Update the items starting with the line that contains "Mark the sky." and going on through the line that contains "66 886 574 1024". Write those lines out again with "leafy shrub" replaced by "green shrub", keep everything else unchanged, and give only those lines.
--------
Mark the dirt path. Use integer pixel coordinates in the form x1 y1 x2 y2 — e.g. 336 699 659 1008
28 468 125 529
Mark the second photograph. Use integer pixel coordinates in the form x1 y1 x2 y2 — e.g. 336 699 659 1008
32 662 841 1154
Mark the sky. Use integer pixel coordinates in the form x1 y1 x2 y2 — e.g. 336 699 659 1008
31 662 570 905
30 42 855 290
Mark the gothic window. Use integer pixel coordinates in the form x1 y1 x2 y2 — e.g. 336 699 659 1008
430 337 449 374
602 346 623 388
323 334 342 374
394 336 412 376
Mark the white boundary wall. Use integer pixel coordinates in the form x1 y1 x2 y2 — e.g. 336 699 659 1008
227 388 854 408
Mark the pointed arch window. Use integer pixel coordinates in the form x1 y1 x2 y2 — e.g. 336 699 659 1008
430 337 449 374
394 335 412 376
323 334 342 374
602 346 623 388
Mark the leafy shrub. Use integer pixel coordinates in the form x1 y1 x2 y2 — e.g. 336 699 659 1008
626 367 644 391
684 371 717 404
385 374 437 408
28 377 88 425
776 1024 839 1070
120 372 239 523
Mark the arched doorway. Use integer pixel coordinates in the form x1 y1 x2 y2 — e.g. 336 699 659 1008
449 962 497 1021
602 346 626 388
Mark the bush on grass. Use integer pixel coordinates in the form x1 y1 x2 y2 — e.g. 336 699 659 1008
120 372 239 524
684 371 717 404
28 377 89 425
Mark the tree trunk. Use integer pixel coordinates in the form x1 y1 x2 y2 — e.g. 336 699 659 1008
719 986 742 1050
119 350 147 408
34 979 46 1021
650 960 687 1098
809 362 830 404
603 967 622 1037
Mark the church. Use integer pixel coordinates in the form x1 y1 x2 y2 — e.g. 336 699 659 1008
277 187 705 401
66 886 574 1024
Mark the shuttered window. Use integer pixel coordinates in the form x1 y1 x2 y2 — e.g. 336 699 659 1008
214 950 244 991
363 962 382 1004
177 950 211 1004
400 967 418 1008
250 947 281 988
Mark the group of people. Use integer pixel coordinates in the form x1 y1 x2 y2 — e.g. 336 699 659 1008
--------
→ **ANSWER TO THE TASK**
Mark the sky. Use integer pixel coordinates in the form x1 y1 x2 y2 — e.g. 336 699 659 1008
31 662 570 905
30 42 855 290
Mark the gothic window. Use integer pixel coordinates in the form x1 y1 x2 y2 — e.g. 336 699 659 1008
430 337 449 374
602 346 623 388
323 334 342 374
394 336 412 376
Mark the white boundary wall. Use integer pixel coordinates in the form x1 y1 x2 y2 — e.g. 336 699 659 1008
227 388 854 408
Mark the pointed arch window. Use integer pixel coordinates in the form x1 y1 x2 y2 — e.g. 336 699 659 1008
430 337 449 374
394 335 412 376
323 334 342 374
602 346 623 388
Mark the green shrub. Use integer pixel coordinates in the form x1 y1 x2 y2 — e.g. 336 699 659 1008
626 367 644 391
684 371 717 404
385 374 437 408
28 377 88 425
776 1024 839 1070
120 372 239 523
Mark the arched doorway. Use integer pixel coordinates in the form x1 y1 x2 y2 — e.g. 336 699 659 1008
449 962 497 1021
602 346 626 388
Mark the bush on grass. Use integer pixel coordinates in the form x1 y1 x2 y2 — e.g. 336 699 659 1008
120 372 239 524
684 371 717 404
28 377 89 425
Mark the tree trunk. Use integer pixel coordinates in the form x1 y1 x2 y2 — e.g. 336 699 659 1008
719 986 742 1050
119 350 147 408
34 979 46 1021
650 960 687 1098
809 362 830 404
603 967 622 1037
Mark the church. Use integer pixel coordinates in the form x1 y1 x2 y2 — e.g. 336 699 659 1008
277 187 705 401
66 886 574 1024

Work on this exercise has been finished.